● Natural-language object grounding data

-=-=-

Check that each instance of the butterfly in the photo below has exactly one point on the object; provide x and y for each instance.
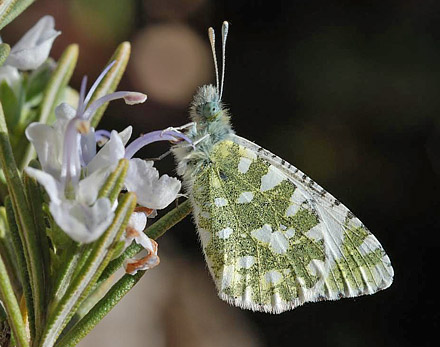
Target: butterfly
(273, 238)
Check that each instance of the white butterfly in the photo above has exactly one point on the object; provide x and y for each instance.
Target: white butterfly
(272, 237)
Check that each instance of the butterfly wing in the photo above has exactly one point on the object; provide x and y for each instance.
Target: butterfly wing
(274, 239)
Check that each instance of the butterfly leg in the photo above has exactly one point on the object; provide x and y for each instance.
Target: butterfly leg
(185, 126)
(160, 157)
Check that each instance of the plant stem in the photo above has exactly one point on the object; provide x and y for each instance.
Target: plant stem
(123, 286)
(12, 308)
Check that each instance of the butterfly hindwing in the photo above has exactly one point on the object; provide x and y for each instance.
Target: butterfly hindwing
(273, 239)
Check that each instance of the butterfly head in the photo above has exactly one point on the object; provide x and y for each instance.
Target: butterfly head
(207, 106)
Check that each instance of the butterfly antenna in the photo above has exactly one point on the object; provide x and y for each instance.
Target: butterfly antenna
(211, 35)
(225, 29)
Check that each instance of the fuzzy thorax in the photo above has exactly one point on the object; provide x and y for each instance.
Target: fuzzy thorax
(212, 125)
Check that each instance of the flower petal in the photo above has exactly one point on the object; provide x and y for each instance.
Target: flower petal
(152, 192)
(34, 47)
(48, 145)
(89, 187)
(109, 155)
(81, 222)
(126, 134)
(88, 147)
(11, 75)
(53, 188)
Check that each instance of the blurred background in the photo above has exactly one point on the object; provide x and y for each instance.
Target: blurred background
(348, 91)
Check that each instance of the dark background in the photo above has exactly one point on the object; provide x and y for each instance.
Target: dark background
(348, 91)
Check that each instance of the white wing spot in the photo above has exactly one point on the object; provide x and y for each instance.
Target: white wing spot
(227, 276)
(244, 164)
(292, 210)
(224, 233)
(271, 179)
(245, 197)
(205, 236)
(263, 234)
(277, 241)
(273, 276)
(220, 202)
(290, 233)
(205, 214)
(246, 262)
(298, 197)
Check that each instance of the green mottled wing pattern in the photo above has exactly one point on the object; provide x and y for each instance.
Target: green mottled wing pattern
(274, 239)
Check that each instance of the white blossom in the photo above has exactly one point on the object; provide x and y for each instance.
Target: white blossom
(34, 47)
(148, 258)
(72, 172)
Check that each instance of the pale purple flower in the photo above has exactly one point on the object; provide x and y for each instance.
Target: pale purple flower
(72, 171)
(30, 51)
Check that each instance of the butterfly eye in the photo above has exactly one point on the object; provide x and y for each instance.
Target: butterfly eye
(211, 110)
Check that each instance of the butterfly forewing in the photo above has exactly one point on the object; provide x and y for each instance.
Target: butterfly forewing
(274, 239)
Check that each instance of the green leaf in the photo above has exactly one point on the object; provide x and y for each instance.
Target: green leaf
(82, 285)
(4, 52)
(100, 310)
(127, 282)
(111, 80)
(7, 252)
(54, 89)
(24, 220)
(35, 201)
(9, 300)
(9, 9)
(154, 231)
(20, 259)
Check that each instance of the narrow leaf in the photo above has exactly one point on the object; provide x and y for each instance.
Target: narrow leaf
(9, 9)
(111, 80)
(20, 259)
(154, 231)
(82, 285)
(24, 220)
(4, 52)
(100, 310)
(12, 308)
(54, 89)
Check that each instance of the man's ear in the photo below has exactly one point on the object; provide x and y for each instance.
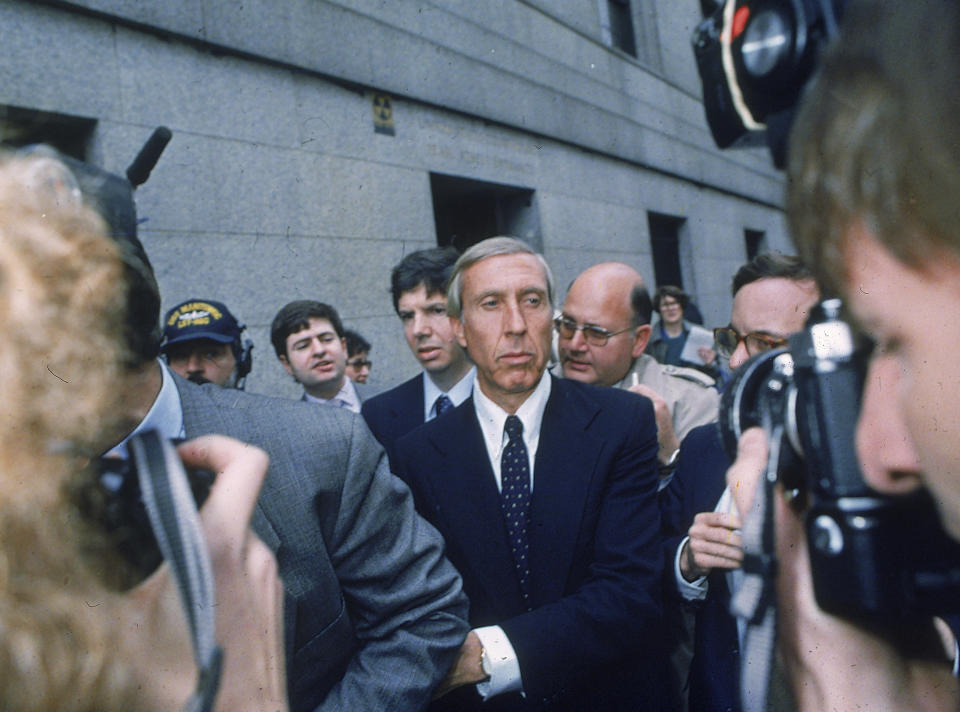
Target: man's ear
(641, 335)
(457, 326)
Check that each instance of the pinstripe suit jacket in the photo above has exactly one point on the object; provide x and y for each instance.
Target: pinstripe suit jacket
(374, 613)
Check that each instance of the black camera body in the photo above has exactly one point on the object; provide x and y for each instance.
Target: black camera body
(872, 555)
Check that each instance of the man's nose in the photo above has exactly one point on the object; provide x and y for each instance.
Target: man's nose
(884, 447)
(513, 319)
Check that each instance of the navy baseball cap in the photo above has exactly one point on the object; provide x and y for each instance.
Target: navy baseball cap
(200, 319)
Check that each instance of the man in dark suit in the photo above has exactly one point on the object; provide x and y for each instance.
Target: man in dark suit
(772, 295)
(545, 492)
(418, 285)
(374, 614)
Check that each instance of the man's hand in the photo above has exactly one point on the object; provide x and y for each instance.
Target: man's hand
(832, 663)
(249, 597)
(714, 543)
(666, 436)
(467, 669)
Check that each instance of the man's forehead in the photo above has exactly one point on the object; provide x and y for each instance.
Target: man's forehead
(520, 270)
(775, 305)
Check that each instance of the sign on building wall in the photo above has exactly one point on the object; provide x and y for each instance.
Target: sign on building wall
(383, 114)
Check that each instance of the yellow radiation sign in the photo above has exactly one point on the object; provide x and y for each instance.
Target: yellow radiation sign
(383, 114)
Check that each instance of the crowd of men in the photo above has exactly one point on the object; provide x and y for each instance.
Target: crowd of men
(545, 517)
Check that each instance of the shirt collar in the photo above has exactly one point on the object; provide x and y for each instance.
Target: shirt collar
(165, 415)
(346, 395)
(457, 395)
(492, 417)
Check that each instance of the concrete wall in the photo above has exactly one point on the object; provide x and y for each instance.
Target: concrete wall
(275, 186)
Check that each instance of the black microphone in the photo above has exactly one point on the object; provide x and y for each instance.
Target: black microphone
(139, 170)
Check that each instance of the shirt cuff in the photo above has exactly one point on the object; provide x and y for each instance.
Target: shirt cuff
(695, 590)
(500, 663)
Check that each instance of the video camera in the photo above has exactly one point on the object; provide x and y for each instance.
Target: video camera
(871, 555)
(754, 58)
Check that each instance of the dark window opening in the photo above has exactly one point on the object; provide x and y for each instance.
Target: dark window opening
(71, 135)
(621, 26)
(665, 246)
(467, 211)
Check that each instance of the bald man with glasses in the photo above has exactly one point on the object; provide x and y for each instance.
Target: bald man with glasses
(772, 295)
(603, 329)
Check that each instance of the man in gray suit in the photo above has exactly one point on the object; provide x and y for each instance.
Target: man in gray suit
(374, 614)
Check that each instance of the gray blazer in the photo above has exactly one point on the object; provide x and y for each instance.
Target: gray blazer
(374, 613)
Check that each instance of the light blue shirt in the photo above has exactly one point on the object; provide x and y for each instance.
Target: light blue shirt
(501, 659)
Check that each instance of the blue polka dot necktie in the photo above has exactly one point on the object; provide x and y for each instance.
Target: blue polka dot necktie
(442, 404)
(515, 500)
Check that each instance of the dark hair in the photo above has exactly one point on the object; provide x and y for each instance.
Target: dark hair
(356, 344)
(431, 268)
(877, 139)
(769, 266)
(641, 304)
(668, 290)
(295, 317)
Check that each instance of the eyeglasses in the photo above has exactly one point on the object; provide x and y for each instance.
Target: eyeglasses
(593, 335)
(727, 339)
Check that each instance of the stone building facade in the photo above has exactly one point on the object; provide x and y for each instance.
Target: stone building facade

-=-=-

● Action item
From the opening line of the entries above to the line containing "Check that each instance of the white wing", please transcribe each line exactly, skipping every picture.

● Final answer
Check that each instance of the butterfly in the photo below has exactly one point on the object; provide x and y for each instance.
Target: butterfly
(273, 238)
Check that each instance of the white butterfly in the photo above has exactly one point on the object; provide x and y for each instance.
Target: white butterfly
(272, 237)
Check that each instance of the butterfly wing in the photo above has exactly one point on the object; provide x and y for each instance.
Target: butterfly wing
(274, 239)
Check that each instance of the butterfly leg in the photo above has exactly one point on the object; provide x and y for each instance.
Target: butterfly leg
(185, 126)
(160, 157)
Check that each instance of the plant stem in the photo above has exactly one point on the object; provide x and y for each instance.
Target: plant stem
(123, 286)
(12, 308)
Check that each instance of the butterfly hindwing in the photo above has exactly one point on the object; provide x and y for each instance.
Target: butterfly hindwing
(273, 239)
Check that each instance of the butterfly head in the photo above has exactly one point on the object; provide x and y for each instance.
Target: butterfly head
(207, 106)
Check that each instance of the butterfly antenna in the photo above has exactly one point on the object; provide x and y for each instance.
Target: butterfly antenna
(211, 35)
(225, 29)
Check that each instance of the fuzzy thorax in the photo above has exactly one point on the object; provide x and y for each instance.
Target: fuzzy thorax
(212, 125)
Check that each instance of the flower petal in the photo above has exactly one point on the object; provide x and y for each instance.
Target: flower petal
(152, 192)
(34, 47)
(48, 145)
(89, 187)
(109, 155)
(81, 222)
(126, 134)
(88, 147)
(11, 75)
(53, 188)
Check that each instance of the blurred background in the photo above has exactly one point on the object; provide x and y for each instance.
Target: blurred background
(348, 91)
Check that each instance of the dark background in the photo above has exactly one point on the object; provide x and y for each instance.
Target: dark background
(348, 91)
Check that each instance of the white wing spot in the photo above has exactly one point on the object; provide x and y for each instance.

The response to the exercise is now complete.